╔══
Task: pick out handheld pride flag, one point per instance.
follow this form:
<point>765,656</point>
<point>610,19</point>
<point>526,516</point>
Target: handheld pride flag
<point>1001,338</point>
╚══
> _Task instructions_:
Rewrite the rows above, changing "handheld pride flag" to "rainbow flag" everywhere and leaving everything else as it is.

> _Answer to the task_:
Task: pick out rainbow flag, one point per instance.
follow this form:
<point>765,656</point>
<point>610,19</point>
<point>526,516</point>
Target: rainbow flag
<point>1001,338</point>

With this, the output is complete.